• THE PROBLEM
From the rows below, pull out every line that contains the string "this". Case counts.

• DATA SUPPLIED
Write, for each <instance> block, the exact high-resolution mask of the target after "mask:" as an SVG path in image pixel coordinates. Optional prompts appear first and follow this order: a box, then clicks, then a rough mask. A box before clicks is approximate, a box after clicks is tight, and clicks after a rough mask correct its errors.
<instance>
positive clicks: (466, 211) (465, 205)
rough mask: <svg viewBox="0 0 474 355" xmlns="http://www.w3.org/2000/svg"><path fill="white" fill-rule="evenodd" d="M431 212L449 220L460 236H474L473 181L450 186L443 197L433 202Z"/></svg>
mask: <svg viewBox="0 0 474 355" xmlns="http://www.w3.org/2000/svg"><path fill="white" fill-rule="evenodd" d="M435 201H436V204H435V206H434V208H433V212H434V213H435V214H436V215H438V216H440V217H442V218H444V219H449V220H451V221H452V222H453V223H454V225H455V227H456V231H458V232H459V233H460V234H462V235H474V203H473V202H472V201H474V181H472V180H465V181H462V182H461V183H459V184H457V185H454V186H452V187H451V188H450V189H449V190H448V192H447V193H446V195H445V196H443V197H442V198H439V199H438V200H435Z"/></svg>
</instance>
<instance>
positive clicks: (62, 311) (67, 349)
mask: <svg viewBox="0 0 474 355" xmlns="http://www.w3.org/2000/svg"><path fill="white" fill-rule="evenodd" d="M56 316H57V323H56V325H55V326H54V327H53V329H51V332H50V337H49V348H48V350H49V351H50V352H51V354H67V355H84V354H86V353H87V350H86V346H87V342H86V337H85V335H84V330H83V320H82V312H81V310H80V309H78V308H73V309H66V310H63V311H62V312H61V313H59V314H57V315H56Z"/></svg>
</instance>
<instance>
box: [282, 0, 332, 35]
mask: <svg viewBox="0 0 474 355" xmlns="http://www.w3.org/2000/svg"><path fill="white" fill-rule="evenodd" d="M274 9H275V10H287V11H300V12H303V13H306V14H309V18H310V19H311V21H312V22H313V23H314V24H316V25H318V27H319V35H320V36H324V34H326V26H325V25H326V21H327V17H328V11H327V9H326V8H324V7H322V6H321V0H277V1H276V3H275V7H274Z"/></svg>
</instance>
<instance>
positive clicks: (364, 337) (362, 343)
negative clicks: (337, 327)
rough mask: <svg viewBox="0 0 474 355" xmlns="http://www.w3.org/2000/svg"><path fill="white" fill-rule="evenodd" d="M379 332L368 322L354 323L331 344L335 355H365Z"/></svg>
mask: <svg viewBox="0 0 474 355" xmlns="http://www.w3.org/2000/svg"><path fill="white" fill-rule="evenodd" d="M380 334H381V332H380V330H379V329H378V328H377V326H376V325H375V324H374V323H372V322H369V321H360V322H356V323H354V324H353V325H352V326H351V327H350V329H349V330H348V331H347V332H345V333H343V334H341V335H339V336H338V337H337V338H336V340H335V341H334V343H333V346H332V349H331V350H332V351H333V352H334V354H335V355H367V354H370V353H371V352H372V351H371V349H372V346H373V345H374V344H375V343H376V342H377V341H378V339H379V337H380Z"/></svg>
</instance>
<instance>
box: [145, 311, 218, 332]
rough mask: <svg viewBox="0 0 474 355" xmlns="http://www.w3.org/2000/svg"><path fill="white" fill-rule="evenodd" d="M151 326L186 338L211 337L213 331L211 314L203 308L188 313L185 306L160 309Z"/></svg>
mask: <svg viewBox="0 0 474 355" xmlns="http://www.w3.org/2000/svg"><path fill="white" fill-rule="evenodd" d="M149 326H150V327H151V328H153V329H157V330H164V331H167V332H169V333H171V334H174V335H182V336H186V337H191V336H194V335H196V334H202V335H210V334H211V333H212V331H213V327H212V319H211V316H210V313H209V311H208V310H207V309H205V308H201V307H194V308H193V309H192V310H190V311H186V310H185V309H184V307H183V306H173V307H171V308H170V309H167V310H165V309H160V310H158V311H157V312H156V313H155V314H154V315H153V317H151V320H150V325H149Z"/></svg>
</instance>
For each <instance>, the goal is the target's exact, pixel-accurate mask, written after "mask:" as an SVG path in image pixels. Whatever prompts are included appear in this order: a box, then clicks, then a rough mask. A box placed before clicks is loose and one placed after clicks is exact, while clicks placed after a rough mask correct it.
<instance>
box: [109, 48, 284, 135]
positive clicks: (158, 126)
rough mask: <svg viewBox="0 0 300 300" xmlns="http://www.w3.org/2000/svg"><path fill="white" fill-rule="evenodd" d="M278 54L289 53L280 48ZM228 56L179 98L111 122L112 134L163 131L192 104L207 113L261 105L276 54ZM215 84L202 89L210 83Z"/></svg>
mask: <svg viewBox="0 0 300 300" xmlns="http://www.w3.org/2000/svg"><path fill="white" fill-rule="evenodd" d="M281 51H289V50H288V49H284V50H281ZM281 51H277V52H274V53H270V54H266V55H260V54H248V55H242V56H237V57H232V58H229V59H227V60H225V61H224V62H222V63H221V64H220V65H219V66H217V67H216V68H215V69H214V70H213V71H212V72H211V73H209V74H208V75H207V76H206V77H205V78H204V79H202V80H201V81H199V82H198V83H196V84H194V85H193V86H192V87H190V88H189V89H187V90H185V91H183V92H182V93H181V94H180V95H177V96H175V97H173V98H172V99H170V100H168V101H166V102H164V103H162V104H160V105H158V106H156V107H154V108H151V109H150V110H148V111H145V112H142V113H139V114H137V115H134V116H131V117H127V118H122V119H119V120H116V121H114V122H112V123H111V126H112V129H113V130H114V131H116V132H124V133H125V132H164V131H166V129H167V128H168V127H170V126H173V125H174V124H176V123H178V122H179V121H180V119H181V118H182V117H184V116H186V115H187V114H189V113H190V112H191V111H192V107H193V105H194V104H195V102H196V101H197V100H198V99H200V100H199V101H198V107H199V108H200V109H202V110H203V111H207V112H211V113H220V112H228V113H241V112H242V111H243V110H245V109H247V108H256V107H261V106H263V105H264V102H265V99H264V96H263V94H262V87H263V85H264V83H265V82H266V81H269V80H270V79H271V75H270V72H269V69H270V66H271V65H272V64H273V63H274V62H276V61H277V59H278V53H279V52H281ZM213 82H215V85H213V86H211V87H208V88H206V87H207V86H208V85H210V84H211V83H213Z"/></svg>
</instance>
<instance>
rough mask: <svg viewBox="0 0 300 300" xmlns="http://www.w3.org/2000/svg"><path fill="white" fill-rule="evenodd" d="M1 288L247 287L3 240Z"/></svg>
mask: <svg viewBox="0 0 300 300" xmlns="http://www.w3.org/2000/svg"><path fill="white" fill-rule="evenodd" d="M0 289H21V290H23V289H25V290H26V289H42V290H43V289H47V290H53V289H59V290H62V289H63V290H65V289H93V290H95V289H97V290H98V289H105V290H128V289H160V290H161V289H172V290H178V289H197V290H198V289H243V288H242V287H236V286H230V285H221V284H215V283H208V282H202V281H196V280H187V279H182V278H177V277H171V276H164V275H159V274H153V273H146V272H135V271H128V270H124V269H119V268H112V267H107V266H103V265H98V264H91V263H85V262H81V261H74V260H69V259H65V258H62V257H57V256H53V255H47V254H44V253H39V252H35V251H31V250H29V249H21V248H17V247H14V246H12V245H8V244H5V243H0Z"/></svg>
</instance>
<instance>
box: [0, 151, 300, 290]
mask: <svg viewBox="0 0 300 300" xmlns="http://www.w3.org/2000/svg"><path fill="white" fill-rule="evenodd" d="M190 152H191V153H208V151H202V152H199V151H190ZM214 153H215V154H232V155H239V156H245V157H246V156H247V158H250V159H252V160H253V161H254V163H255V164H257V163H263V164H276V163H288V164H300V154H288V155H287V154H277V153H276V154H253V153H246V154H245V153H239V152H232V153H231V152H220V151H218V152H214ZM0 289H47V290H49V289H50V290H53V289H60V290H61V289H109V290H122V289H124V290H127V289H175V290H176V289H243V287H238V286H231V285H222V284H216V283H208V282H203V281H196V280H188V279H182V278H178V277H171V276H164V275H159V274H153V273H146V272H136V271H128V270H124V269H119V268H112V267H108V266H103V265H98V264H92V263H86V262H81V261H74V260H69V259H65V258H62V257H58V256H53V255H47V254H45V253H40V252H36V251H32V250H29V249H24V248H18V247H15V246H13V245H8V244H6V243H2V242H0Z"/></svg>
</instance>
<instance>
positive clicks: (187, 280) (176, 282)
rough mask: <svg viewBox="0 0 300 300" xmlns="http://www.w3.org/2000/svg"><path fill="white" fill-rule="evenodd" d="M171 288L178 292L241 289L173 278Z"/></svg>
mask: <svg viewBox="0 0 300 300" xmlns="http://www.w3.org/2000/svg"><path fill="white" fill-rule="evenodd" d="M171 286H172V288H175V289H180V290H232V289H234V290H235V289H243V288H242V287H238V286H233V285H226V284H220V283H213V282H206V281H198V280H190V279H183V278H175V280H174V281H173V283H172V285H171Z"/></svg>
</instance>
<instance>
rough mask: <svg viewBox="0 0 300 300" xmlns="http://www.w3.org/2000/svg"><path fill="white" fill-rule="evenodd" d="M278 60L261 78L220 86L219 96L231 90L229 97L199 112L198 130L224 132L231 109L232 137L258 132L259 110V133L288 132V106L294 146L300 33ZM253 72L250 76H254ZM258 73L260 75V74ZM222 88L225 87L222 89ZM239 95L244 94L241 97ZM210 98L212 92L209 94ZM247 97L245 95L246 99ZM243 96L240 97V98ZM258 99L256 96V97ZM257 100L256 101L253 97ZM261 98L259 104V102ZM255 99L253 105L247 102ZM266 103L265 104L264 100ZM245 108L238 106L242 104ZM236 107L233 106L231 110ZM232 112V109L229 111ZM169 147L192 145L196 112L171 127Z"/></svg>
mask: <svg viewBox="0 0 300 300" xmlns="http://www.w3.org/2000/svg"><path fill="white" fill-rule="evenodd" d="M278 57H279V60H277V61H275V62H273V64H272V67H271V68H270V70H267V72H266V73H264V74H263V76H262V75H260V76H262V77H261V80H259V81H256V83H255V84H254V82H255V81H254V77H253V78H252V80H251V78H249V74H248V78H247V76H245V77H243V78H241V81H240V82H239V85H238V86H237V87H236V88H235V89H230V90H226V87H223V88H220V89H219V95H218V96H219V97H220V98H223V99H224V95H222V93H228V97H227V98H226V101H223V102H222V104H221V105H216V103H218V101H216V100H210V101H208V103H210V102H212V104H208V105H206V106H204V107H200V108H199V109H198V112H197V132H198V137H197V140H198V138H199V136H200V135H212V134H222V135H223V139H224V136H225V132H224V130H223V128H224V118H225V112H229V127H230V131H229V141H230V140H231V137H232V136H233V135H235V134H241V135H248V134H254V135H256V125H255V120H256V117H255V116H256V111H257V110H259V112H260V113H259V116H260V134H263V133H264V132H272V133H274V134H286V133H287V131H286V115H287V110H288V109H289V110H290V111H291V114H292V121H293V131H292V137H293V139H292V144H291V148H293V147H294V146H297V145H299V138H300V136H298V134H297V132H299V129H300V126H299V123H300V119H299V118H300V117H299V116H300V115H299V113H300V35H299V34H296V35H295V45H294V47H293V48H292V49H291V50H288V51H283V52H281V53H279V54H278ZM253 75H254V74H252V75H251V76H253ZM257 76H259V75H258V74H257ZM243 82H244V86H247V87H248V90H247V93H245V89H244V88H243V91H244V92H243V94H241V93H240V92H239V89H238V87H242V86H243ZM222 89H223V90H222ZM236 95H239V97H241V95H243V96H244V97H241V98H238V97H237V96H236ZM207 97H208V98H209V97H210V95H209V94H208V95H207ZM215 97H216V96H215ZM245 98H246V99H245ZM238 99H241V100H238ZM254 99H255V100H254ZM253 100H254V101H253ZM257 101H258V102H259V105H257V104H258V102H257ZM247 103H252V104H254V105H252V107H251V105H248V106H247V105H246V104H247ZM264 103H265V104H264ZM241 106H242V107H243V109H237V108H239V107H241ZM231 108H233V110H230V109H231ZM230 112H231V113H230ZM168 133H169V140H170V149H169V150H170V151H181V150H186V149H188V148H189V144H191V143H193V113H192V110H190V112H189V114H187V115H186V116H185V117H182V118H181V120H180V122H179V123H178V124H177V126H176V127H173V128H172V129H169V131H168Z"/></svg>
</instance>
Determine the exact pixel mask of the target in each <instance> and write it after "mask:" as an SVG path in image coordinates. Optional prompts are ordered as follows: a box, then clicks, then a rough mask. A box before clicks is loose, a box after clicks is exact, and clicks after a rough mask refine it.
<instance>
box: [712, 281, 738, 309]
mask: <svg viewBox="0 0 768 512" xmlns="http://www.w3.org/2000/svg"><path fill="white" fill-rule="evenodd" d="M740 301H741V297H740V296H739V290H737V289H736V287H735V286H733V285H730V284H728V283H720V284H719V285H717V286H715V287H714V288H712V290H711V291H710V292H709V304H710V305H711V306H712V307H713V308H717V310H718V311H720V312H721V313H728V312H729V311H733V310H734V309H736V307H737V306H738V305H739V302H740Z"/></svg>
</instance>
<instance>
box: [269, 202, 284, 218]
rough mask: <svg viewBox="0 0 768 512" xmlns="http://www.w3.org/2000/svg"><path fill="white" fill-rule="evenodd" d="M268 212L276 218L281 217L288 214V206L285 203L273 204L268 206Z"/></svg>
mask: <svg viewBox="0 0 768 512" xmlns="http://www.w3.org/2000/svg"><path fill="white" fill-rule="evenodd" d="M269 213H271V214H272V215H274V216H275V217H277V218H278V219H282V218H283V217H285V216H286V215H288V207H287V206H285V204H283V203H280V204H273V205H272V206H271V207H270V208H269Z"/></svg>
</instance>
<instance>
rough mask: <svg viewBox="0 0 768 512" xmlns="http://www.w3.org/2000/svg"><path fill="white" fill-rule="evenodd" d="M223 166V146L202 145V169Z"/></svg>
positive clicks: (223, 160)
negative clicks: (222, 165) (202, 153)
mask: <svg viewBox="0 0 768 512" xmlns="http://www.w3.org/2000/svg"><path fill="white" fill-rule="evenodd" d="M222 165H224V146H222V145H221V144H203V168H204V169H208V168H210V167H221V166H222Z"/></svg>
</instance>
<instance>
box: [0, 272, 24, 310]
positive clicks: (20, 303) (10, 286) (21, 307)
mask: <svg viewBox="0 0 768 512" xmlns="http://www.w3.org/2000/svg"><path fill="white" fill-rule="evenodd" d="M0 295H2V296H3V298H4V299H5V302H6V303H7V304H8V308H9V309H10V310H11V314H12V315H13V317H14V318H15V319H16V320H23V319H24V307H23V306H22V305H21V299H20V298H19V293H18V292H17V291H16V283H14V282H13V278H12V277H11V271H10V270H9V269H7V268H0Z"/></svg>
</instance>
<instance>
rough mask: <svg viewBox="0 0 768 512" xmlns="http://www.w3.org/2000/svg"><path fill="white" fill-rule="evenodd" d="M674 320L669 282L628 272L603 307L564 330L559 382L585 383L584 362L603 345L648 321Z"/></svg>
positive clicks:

• ANSWER FOR THE TASK
Write, for each <instance> block, the exact high-resolution mask of the target after "mask:" as an SVG path in image pixel coordinates. Optional prompts appear first and follow this order: a box, then clicks, then a rough mask. A box before clicks is approximate, a box after clicks is tight, and clicks after a rough mask correct its errors.
For each <instance>, the goal is the target's exact, pixel-accurate mask, written after "mask:" as an SVG path in image pixels. Whatever prompts are included appear in this order: a box, then clicks, then a rough mask. A box placed before clicks is loose and one placed after clicks is exact, while clicks placed after a rough mask correct it.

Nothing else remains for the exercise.